** Opening Exercise data block **

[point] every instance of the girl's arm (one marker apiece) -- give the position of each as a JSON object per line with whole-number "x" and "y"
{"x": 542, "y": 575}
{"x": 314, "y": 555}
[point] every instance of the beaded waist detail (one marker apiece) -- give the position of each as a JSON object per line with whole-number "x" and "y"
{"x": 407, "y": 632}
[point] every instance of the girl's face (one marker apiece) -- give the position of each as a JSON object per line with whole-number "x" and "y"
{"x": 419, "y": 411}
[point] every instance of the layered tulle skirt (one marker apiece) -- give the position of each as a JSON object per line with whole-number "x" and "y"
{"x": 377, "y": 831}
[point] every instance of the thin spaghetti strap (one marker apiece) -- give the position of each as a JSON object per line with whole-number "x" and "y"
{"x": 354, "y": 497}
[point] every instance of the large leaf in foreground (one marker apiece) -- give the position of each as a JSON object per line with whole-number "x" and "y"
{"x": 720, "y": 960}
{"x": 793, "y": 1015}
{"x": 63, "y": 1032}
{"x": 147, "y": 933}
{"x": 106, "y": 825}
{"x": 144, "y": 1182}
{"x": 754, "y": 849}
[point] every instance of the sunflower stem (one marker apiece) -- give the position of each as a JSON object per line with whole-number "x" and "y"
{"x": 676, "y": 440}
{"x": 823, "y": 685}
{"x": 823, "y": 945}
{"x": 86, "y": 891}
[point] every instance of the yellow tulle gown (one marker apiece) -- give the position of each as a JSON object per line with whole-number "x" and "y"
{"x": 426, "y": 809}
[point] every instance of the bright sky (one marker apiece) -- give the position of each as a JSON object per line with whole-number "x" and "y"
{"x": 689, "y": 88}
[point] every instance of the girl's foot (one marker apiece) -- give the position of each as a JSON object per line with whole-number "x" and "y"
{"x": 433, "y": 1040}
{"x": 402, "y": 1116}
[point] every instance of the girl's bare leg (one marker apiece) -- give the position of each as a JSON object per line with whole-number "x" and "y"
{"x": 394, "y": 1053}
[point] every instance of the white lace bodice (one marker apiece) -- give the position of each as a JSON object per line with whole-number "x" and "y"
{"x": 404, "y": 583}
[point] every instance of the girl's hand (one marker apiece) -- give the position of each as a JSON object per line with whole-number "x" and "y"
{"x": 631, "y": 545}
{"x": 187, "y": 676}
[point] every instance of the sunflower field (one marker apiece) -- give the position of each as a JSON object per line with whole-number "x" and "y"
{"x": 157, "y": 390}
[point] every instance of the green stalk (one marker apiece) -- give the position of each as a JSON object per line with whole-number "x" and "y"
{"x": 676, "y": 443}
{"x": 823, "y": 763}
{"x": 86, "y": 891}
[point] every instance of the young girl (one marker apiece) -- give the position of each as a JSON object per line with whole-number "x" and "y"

** Closing Exercise data block **

**Task requirements**
Print out the whole of the material above exactly.

**Completed task**
[point] every instance of the girl's arm (one marker apiece) -- give the position of each as a JSON object per line with whole-number "x" and "y"
{"x": 542, "y": 575}
{"x": 314, "y": 555}
[point] every instance of the beaded waist detail (one marker apiece) -- give the position of each as a JSON object per line with whole-number "x" and "y"
{"x": 407, "y": 632}
[point] every instance of the girl's face (one marker apiece) -- give the position of each as a JSON object per line with whole-number "x" and "y"
{"x": 419, "y": 411}
[point] every instance of the layered tulle skirt (one marker apiece) -- give the position of each as a JSON object per line with whole-number "x" and "y"
{"x": 377, "y": 831}
[point] every instance of the thin spaghetti strap (one marker apiece) -- give the position of each as a JSON object per line with whole-number "x" and "y"
{"x": 354, "y": 497}
[point] every instance of the large leaf in foreground (one marker apiece) -- give the position of each as a JSON object per line with whole-number "x" and "y"
{"x": 720, "y": 960}
{"x": 793, "y": 1015}
{"x": 63, "y": 1032}
{"x": 147, "y": 933}
{"x": 106, "y": 825}
{"x": 144, "y": 1182}
{"x": 754, "y": 849}
[point] every instance of the sunflower stem (one marker apiece) -- give the position of each as a JSON object per line with whole-number "x" and "y"
{"x": 676, "y": 440}
{"x": 823, "y": 685}
{"x": 823, "y": 945}
{"x": 86, "y": 891}
[point] every instance of the yellow tulle gown (one marker apiece) -- give the position of each as a JSON object per line with whole-number "x" and "y"
{"x": 426, "y": 809}
[point] every instance of the bright sky (one marker apiece) -- give the position of each as a JSON object per line with whole-number "x" and "y"
{"x": 689, "y": 88}
[point] every instance of the girl's foot (one marker apiece) -- give the position of each as a JSON object per line with whole-number "x" and "y"
{"x": 433, "y": 1040}
{"x": 402, "y": 1116}
[point] every instance of the girl's bare leg (one marker apiece) -- give the position of each as a JSON object per line with whole-number "x" and "y"
{"x": 394, "y": 1053}
[point] every instance of the white lace bodice (one marker apiece) -- give the position of each as a JSON object per line with whole-number "x" and "y"
{"x": 404, "y": 583}
[point] every instance of the girl's hand (one marker apiece) -- give the position of each as a JSON object per line with whole-number "x" and "y"
{"x": 631, "y": 545}
{"x": 187, "y": 676}
[point] every instance of the sunflower field (one marker apiece) -- give the position of each as a JSON object per line with whole-number "x" and "y"
{"x": 157, "y": 390}
[point] every instance of the green stalk (one marker apiece) -- give the position of each as a JSON object per line with whole-number "x" and "y"
{"x": 676, "y": 443}
{"x": 823, "y": 763}
{"x": 86, "y": 891}
[point] every instance of the young girl (one marker apiece) -- give the position of each as a JSON object per line with whole-number "x" and "y"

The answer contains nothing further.